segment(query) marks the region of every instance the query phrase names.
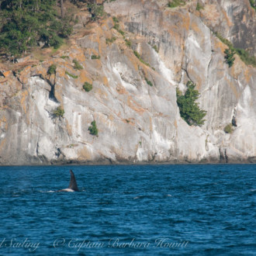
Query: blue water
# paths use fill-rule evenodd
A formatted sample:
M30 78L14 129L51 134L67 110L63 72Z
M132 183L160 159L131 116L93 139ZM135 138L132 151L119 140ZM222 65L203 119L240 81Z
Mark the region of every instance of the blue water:
M69 184L79 192L55 192ZM256 255L255 164L0 167L0 254Z

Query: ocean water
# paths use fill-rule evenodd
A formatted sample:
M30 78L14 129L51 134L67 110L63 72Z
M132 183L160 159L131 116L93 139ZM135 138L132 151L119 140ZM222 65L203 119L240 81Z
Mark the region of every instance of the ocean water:
M68 187L72 169L80 192ZM256 165L0 167L1 255L256 255Z

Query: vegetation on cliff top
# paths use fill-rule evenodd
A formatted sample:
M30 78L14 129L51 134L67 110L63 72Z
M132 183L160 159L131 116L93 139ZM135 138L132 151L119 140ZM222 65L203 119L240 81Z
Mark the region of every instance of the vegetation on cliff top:
M40 43L57 48L72 31L71 17L58 15L56 0L1 1L0 20L0 50L8 58Z

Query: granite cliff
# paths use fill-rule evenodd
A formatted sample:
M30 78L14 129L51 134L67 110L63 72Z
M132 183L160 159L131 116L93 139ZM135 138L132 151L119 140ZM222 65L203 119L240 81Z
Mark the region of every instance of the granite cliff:
M95 22L79 10L68 47L2 64L0 164L256 162L256 68L237 55L229 67L214 33L255 56L255 11L248 0L199 2L106 2ZM180 116L176 88L188 81L207 111L202 126Z

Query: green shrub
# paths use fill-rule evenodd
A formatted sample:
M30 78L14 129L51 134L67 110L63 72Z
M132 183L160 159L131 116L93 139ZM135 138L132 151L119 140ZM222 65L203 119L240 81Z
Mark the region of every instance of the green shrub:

______________________________

> What you need to do: Rewrite all the rows above, replacing "formatted sample" with "formatted path" wherever it appears and leaving everything else unchanged. Leave the pictures out.

> Final result:
segment(query) marks the region of every instance the query phrase names.
Query: blue water
# paths use fill-rule evenodd
A formatted path:
M30 78L14 129L51 134L67 110L63 72Z
M132 183L160 159L131 116L93 139ZM135 138L132 151L119 140ZM222 65L203 119L240 81Z
Mark the region of every instance of the blue water:
M69 184L79 192L55 192ZM256 255L255 164L0 167L0 254Z

Query: ocean water
# paths use fill-rule evenodd
A formatted path:
M30 78L14 129L51 134L67 110L63 72Z
M132 183L160 159L131 116L93 139ZM135 138L132 151L119 140ZM222 65L203 119L240 81Z
Mark the region of every instance of the ocean water:
M68 187L72 169L80 192ZM256 165L0 167L1 255L256 255Z

Query: vegetation on cliff top
# paths use fill-rule evenodd
A formatted path:
M30 78L14 129L51 134L67 110L63 72Z
M132 183L160 159L131 116L93 139ZM135 138L132 151L119 140ZM222 65L203 119L240 81Z
Mark the region of every instance of the vegetation on cliff top:
M40 43L57 48L72 31L71 17L58 15L56 0L1 1L0 20L0 50L8 58Z

Query: granite cliff
# paths use fill-rule evenodd
A formatted path:
M30 78L14 129L51 134L67 110L63 72Z
M132 183L160 159L131 116L93 139ZM135 138L132 151L119 140ZM222 65L203 119L240 81Z
Mark the region of every instance of the granite cliff:
M95 22L79 10L68 47L2 64L0 164L256 162L256 68L237 55L229 67L214 33L255 56L255 11L248 0L199 2L106 2ZM180 116L176 88L188 81L207 111L202 126Z

Query: green shrub
# paths use fill-rule evenodd
A formatted path:
M30 78L14 129L51 134L67 110L63 72Z
M132 183L160 159L131 116L93 139ZM135 138L132 151L119 140ZM222 65L203 119L240 81Z
Mark the region of every instance of the green shrub:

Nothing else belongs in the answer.